<<<<

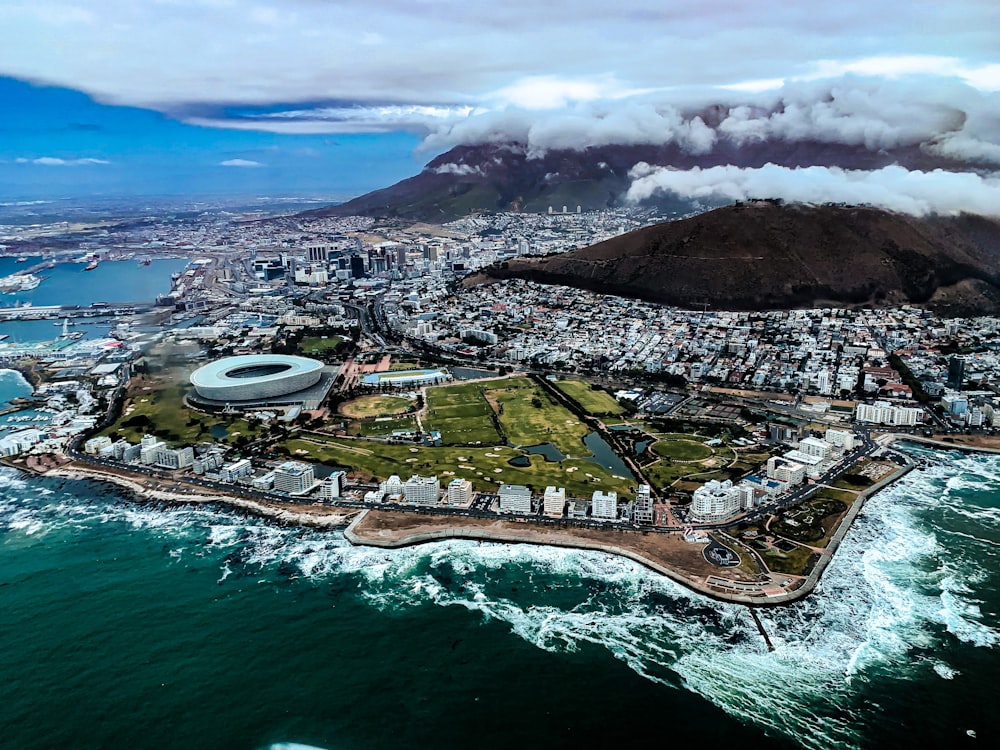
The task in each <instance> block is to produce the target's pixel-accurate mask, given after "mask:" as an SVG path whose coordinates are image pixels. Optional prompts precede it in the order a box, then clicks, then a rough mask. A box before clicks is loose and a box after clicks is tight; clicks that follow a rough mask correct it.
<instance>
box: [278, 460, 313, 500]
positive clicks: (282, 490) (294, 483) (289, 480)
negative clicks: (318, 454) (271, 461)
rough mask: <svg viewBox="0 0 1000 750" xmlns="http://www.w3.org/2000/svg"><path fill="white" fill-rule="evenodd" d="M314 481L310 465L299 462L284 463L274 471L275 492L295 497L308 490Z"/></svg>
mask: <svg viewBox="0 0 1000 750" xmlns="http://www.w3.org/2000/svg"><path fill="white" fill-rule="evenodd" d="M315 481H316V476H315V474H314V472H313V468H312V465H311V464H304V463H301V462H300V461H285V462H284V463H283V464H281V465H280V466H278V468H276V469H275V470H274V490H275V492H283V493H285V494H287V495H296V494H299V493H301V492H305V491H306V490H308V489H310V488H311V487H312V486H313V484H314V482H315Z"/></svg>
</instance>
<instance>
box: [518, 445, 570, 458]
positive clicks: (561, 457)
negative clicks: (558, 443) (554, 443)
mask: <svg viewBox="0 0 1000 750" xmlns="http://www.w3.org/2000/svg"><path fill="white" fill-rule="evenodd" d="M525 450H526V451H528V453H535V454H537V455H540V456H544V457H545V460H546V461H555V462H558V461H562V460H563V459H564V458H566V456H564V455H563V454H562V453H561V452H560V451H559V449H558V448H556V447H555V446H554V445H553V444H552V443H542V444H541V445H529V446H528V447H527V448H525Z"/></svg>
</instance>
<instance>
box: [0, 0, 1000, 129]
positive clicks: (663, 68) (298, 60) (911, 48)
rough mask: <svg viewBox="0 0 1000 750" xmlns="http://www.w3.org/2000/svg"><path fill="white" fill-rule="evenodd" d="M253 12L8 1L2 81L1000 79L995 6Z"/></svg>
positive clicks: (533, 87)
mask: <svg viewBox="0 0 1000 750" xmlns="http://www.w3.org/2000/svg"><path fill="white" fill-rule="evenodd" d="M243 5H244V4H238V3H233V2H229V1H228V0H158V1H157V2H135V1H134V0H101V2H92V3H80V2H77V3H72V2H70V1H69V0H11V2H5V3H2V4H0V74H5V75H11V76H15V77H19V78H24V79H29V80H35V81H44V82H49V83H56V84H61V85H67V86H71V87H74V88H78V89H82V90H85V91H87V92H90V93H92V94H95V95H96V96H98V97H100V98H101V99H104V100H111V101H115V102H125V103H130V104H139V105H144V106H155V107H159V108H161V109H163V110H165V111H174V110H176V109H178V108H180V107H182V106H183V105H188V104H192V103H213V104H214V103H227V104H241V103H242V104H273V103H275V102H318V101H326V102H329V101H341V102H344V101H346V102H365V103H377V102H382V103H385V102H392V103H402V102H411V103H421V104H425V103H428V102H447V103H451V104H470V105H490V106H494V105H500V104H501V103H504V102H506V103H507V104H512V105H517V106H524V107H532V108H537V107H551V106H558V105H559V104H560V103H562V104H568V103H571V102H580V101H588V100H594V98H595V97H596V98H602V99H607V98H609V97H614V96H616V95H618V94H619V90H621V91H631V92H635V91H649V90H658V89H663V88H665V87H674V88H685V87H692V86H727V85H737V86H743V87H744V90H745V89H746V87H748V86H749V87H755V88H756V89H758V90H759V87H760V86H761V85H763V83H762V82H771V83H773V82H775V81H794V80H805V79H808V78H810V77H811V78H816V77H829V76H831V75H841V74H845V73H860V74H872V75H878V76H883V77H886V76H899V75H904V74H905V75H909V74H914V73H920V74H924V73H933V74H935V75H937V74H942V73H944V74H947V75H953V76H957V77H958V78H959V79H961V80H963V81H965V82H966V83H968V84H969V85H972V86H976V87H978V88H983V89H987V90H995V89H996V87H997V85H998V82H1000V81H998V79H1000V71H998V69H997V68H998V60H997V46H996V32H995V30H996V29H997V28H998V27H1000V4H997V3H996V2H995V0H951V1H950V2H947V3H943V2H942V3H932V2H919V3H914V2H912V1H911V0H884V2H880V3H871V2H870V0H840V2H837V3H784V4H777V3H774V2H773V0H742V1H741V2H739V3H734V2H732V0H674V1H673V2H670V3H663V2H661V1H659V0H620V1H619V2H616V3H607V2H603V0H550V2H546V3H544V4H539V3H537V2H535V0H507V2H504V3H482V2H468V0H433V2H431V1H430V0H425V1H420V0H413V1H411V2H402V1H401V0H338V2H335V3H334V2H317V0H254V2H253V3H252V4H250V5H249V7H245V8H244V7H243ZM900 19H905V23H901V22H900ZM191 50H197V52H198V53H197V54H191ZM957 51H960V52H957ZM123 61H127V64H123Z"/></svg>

>>>>

Rewrite all of the records with "positive clicks" changed to "foreground clicks" everywhere it occurs, keeping everything else the same. Omit the pictures from your answer.

The task in each <instance> block is to produce the target's pixel-accurate mask, given after "mask:" as an SVG path whose coordinates are image pixels. Optional prompts precede it in the order a box, then clicks, then a rough mask. A box before clicks is loose and a box after clicks is tight; clicks that follow a rough mask correct it.
<instance>
box: [278, 460, 313, 500]
foreground clicks: (282, 490) (294, 483) (289, 480)
negative clicks: (318, 454) (271, 461)
rough mask: <svg viewBox="0 0 1000 750" xmlns="http://www.w3.org/2000/svg"><path fill="white" fill-rule="evenodd" d="M314 481L310 465L299 462L284 463L274 471L275 492L295 497L308 490Z"/></svg>
mask: <svg viewBox="0 0 1000 750" xmlns="http://www.w3.org/2000/svg"><path fill="white" fill-rule="evenodd" d="M315 481H316V476H315V474H314V472H313V468H312V465H311V464H304V463H301V462H300V461H285V462H284V463H283V464H281V465H280V466H278V468H276V469H275V470H274V490H275V492H283V493H285V494H287V495H296V494H299V493H301V492H305V491H306V490H308V489H310V488H311V487H312V486H313V484H314V482H315Z"/></svg>
</instance>
<instance>
box: [518, 445, 570, 458]
foreground clicks: (561, 457)
negative clicks: (558, 443) (554, 443)
mask: <svg viewBox="0 0 1000 750" xmlns="http://www.w3.org/2000/svg"><path fill="white" fill-rule="evenodd" d="M525 450H526V451H528V453H535V454H537V455H540V456H544V457H545V460H546V461H555V462H558V461H562V460H563V459H564V458H566V456H564V455H563V454H562V453H561V452H560V451H559V449H558V448H556V447H555V446H554V445H553V444H552V443H542V444H541V445H529V446H528V447H527V448H525Z"/></svg>
</instance>
<instance>
box: [0, 0, 1000, 129]
foreground clicks: (663, 68) (298, 60) (911, 48)
rough mask: <svg viewBox="0 0 1000 750" xmlns="http://www.w3.org/2000/svg"><path fill="white" fill-rule="evenodd" d="M253 12L8 1L2 81L1000 79L995 6Z"/></svg>
foreground clicks: (533, 87)
mask: <svg viewBox="0 0 1000 750" xmlns="http://www.w3.org/2000/svg"><path fill="white" fill-rule="evenodd" d="M243 5H244V4H238V3H233V2H229V1H228V0H158V1H157V2H135V1H134V0H101V2H92V3H80V2H77V3H72V2H70V1H69V0H11V2H5V3H2V4H0V74H5V75H11V76H15V77H19V78H24V79H29V80H35V81H44V82H49V83H56V84H61V85H67V86H71V87H74V88H78V89H82V90H85V91H87V92H90V93H92V94H95V95H96V96H98V97H100V98H101V99H104V100H111V101H115V102H125V103H130V104H139V105H144V106H155V107H159V108H161V109H163V110H165V111H174V110H176V109H178V108H180V107H182V106H183V105H188V104H192V103H213V104H214V103H227V104H241V103H242V104H273V103H275V102H318V101H326V102H329V101H341V102H344V101H346V102H365V103H377V102H382V103H385V102H392V103H402V102H411V103H421V104H425V103H428V102H447V103H451V104H470V105H490V106H494V105H500V104H501V103H504V102H506V103H507V104H512V105H517V106H524V107H532V108H537V107H551V106H558V105H559V104H560V103H562V104H568V103H571V102H580V101H588V100H594V98H595V97H596V98H602V99H607V98H609V97H614V96H616V95H618V94H619V90H621V91H631V92H635V91H649V90H658V89H663V88H665V87H674V88H685V87H692V86H727V85H737V86H743V87H744V90H745V89H746V87H748V86H749V87H755V88H756V89H758V90H759V87H760V86H761V85H763V83H762V82H771V83H773V82H775V81H794V80H805V79H808V78H810V77H811V78H816V77H829V76H831V75H841V74H845V73H860V74H872V75H878V76H883V77H886V76H899V75H904V74H905V75H909V74H914V73H920V74H924V73H933V74H935V75H937V74H942V73H944V74H947V75H953V76H957V77H958V78H959V79H961V80H963V81H965V82H966V83H968V84H969V85H972V86H976V87H978V88H983V89H987V90H995V89H996V87H997V85H998V82H1000V81H998V79H1000V71H998V69H997V68H998V60H997V46H996V32H995V30H996V29H997V28H998V27H1000V4H997V3H996V2H995V0H951V1H950V2H947V3H943V2H942V3H932V2H919V3H914V2H912V1H911V0H884V2H880V3H871V2H870V0H840V2H837V3H784V4H777V3H774V2H773V0H742V1H741V2H739V3H734V2H732V0H674V1H673V2H670V3H663V2H661V1H659V0H620V1H619V2H616V3H607V2H603V0H550V2H546V3H544V4H539V3H537V2H535V0H507V2H504V3H482V2H468V0H433V2H431V1H430V0H425V1H420V0H413V1H411V2H402V1H401V0H338V2H335V3H334V2H317V0H254V2H253V3H252V4H250V5H249V7H245V8H244V7H243ZM900 19H905V23H901V22H900ZM191 50H197V52H198V53H197V54H191ZM957 51H960V52H957ZM123 61H127V64H123Z"/></svg>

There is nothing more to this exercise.